As palavras têm vida. E se muda o modo de pensar ou o modo de viver das pessoas, as palavras também mudam.

Cerca de sessenta anos atrás, quando eu era criança, o número de nikkeis morando na capital de São Paulo ainda era pequeno, assim, o “japonês” tinha visibilidade em muitos sentidos.

Naquela época, a grande maioria dos brasileiros tinha uma imagem característica dos japoneses e descendentes: “Japonês não entende português” e “Sua comida é diferente” e “Seus costumes são estranhos”.

Desde criança, eu tive um interesse muito grande pela “palavra” e ficava atenta ao uso que as pessoas faziam dela.

Uma frase que os nikkeis da minha geração cansaram de ouvir foi “Japonês garantido nô”. Ou eram palavras ditas pelos japoneses que mal sabiam a língua ou foi uma frase criada pelos brasileiros em tom de brincadeira – só sei que até hoje não ficou claro o seu exato significado. Esse “Japonês garantido nô” poderia soar como uma propaganda que os japoneses faziam de si mesmos e dos produtos que fabricavam, mas a questão é a maneira como essas três palavrinhas eram pronunciadas, parecendo zombar da fala arrevesada dos imigrantes mais antigos. Assim pensa a grande maioria dos nikkeis com quem andei falando.

**DADOS REGISTRADOS**:
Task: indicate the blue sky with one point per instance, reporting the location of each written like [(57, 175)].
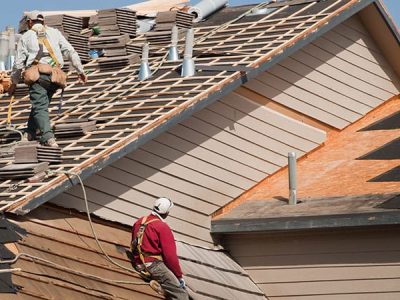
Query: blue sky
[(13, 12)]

* * *

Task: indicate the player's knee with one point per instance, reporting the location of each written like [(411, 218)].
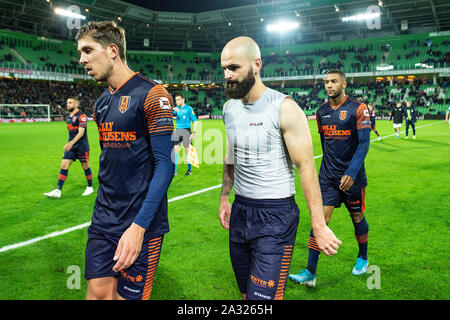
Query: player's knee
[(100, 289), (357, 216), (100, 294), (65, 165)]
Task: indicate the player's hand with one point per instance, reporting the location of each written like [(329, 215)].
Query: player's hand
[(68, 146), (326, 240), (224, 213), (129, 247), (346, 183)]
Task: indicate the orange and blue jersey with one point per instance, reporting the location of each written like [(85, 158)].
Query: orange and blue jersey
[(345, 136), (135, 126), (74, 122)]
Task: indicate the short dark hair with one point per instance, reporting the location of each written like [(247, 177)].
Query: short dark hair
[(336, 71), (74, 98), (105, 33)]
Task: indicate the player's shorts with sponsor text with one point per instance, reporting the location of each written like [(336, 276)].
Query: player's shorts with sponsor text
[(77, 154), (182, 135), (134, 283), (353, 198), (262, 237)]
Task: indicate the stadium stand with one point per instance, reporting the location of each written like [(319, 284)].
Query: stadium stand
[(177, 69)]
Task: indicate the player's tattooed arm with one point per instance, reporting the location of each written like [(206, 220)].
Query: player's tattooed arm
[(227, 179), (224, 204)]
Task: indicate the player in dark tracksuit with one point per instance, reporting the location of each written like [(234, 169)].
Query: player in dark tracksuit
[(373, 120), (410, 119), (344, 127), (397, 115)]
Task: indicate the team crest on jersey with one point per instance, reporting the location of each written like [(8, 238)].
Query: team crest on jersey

**TAREFA PROPOSTA 1**:
Pode devolver, sem nenhuma alteração, a parte do trecho sobre as palavras e os nikkeis que vai de “As palavras têm” até “em muitos sentidos.”, inclusive?
**TAREFA PROPOSTA 2**:
Pode dar seguimento ao trecho sobre as palavras e os nikkeis a partir do ponto em que ele termina?
Os registros são material à parte, independente do trecho sobre as palavras e os nikkeis.

**RESPOSTA DO EXERCÍCIO 1**:
As palavras têm vida. E se muda o modo de pensar ou o modo de viver das pessoas, as palavras também mudam.

Cerca de sessenta anos atrás, quando eu era criança, o número de nikkeis morando na capital de São Paulo ainda era pequeno, assim, o “japonês” tinha visibilidade em muitos sentidos.

**RESPOSTA DO EXERCÍCIO 2**:
Mas, recentemente, ouvi de um conhecido nikkei a seguinte explicação: “O ‘japonês garantido’ quer dizer que desde antigamente o japonês era respeitado e essa frase tem significado positivo, que o japonês é confiável e os produtos do Japão têm qualidade garantida”. Esta explicação, para mim, foi novidade. Mesmo assim, as pessoas de minha faixa etária dizem que guardam péssimas recordações do tempo em que ouviam essa frase.

Passado mais de meio século e com o avanço da globalização, a imagem do Japão e dos japoneses mudou completamente e, hoje em dia, é muito raro alguém falar “Japonês garantido nô”. 

Em compensação, uma nova palavra anda na boca de muita gente: “JAPA”.

A primeira vez que ouvi “JAPA” foi em 2008, no Japão, quando eu era professora de uma escola para crianças brasileiras.

Eram cerca de 50 alunos, onde mais de 60% eram mestiços. Certo dia, ouvi uma funcionária da escola dizendo para um garotinho mestiço: “Você é quem tem mais cara de JAPA”. “O que ela quis dizer com isso?” – achei estranho e, ao mesmo tempo, senti um incômodo. Mas como os alunos chamavam um ao outro de JAPA, achei que era um termo em moda entre os decasséguis.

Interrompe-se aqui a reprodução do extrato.